- Exercise: Filter the rows below and copy every line that holds the word "utility".

- Data records:

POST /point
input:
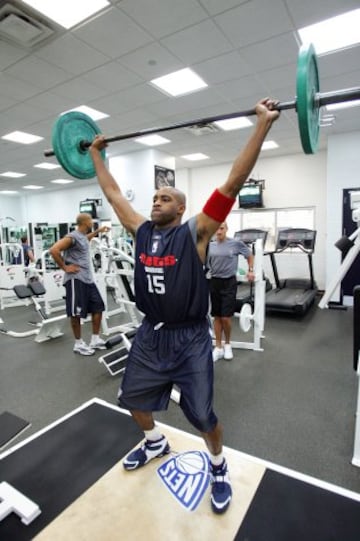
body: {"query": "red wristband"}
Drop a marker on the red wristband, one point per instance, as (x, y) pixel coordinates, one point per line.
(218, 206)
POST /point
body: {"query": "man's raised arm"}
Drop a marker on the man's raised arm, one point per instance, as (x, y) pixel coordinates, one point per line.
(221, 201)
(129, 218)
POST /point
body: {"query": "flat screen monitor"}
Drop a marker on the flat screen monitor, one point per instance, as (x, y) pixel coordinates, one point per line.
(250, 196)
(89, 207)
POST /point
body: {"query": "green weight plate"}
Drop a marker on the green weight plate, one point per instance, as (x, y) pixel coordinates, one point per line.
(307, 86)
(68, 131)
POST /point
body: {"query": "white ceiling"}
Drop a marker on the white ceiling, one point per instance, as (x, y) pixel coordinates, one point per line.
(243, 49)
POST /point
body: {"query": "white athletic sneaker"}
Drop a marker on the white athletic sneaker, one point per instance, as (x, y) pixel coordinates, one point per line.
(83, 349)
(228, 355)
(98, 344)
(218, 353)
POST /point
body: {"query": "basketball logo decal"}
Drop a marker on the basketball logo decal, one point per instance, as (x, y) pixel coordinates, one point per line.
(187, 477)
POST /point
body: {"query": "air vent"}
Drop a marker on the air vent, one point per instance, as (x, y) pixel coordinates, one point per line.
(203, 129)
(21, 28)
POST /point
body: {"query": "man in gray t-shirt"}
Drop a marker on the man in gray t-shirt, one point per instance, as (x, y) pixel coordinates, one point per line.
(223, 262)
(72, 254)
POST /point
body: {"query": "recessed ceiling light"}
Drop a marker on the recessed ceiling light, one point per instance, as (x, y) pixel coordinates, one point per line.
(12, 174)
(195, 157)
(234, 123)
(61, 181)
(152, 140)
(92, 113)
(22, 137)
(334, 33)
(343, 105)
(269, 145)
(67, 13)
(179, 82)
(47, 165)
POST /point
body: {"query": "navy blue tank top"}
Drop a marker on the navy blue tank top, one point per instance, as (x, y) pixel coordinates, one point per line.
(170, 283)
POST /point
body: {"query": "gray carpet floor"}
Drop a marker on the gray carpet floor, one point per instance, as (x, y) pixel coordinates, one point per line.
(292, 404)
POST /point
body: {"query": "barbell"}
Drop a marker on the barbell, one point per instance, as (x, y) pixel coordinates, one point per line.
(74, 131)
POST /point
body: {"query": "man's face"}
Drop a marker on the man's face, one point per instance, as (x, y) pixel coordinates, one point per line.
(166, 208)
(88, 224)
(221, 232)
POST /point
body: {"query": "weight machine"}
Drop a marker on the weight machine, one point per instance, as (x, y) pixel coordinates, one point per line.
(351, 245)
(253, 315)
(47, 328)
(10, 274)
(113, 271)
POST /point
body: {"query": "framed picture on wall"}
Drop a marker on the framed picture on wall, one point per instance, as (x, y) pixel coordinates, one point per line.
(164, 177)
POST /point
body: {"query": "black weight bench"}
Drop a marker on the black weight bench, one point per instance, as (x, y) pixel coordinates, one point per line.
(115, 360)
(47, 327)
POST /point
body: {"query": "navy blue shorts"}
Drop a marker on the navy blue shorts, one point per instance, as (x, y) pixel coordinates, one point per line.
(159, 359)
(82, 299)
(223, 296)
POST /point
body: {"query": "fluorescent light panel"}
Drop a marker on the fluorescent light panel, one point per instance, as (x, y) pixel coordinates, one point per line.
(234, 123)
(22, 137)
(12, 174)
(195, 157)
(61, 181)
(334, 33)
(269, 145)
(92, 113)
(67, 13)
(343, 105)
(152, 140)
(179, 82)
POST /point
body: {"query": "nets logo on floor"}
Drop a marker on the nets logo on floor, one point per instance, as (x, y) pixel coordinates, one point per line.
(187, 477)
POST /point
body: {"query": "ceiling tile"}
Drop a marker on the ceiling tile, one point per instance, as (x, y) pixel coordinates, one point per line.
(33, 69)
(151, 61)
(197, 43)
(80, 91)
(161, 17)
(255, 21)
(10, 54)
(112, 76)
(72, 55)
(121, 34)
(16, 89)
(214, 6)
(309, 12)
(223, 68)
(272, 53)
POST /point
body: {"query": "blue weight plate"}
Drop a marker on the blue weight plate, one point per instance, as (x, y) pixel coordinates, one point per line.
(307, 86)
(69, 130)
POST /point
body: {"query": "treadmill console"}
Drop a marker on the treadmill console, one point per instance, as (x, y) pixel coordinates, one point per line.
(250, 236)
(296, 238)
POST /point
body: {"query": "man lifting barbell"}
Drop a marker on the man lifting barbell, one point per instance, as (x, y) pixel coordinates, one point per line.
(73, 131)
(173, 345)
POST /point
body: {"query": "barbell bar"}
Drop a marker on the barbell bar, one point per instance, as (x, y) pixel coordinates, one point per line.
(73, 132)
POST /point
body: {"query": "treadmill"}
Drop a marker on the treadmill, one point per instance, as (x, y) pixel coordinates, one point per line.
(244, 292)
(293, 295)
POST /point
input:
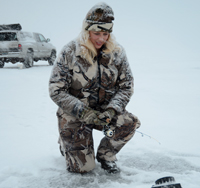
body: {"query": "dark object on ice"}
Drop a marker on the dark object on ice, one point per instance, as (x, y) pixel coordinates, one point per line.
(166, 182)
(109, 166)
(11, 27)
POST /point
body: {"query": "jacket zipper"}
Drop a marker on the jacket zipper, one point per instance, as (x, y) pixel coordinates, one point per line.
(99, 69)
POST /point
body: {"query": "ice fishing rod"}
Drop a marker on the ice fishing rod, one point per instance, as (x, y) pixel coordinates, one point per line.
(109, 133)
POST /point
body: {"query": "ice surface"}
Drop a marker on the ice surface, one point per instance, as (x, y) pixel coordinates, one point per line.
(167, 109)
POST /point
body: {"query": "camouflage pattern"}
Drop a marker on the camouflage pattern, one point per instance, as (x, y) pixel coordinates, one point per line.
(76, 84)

---

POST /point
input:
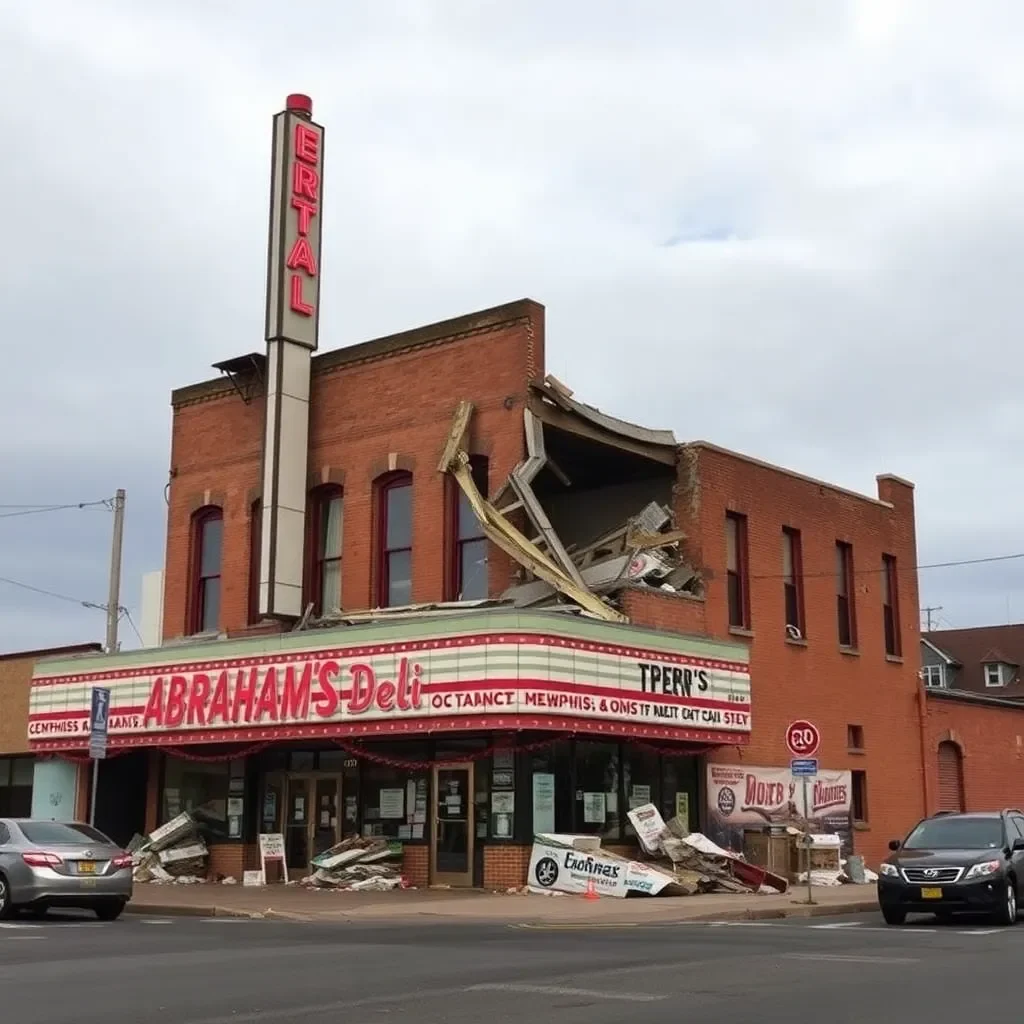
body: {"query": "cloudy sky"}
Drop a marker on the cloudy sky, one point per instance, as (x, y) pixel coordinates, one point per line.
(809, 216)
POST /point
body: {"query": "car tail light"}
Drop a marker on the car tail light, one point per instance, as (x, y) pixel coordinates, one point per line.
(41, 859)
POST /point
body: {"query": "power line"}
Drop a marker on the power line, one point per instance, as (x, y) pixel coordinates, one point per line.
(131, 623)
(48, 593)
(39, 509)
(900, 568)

* * *

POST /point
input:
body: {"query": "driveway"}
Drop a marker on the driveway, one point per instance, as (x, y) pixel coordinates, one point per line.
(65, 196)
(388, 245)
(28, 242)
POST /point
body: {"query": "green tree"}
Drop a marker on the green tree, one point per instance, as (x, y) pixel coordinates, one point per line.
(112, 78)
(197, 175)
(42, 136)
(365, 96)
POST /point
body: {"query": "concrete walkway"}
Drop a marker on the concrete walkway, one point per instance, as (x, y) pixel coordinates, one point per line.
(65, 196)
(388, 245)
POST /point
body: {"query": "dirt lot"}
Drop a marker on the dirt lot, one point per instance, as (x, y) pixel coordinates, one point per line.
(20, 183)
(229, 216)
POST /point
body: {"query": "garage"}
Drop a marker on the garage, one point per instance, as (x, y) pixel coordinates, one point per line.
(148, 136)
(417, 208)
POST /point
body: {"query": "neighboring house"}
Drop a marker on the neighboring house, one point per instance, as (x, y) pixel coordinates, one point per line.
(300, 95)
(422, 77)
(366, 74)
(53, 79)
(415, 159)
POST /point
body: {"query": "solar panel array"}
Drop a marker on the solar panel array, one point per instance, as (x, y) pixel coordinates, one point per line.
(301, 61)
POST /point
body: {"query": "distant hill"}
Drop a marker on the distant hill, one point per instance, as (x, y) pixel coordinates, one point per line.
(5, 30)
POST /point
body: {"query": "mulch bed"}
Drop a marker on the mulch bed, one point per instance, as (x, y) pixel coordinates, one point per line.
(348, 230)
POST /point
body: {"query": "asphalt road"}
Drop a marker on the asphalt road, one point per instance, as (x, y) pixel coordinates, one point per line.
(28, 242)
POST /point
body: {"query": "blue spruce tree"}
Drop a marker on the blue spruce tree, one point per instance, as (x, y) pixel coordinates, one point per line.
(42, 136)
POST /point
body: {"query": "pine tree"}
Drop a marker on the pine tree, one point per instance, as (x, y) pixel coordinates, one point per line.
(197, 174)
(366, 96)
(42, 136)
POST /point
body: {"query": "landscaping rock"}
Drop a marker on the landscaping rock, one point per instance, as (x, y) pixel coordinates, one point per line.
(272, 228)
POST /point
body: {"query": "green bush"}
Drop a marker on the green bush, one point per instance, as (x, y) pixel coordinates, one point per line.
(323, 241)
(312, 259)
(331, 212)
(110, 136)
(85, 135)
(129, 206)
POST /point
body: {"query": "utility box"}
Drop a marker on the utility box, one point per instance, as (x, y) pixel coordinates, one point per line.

- Exercise response:
body: {"query": "utility box"}
Drop a marker on the utility box, one point per instance, as (x, y) pixel coordinates, one point per line.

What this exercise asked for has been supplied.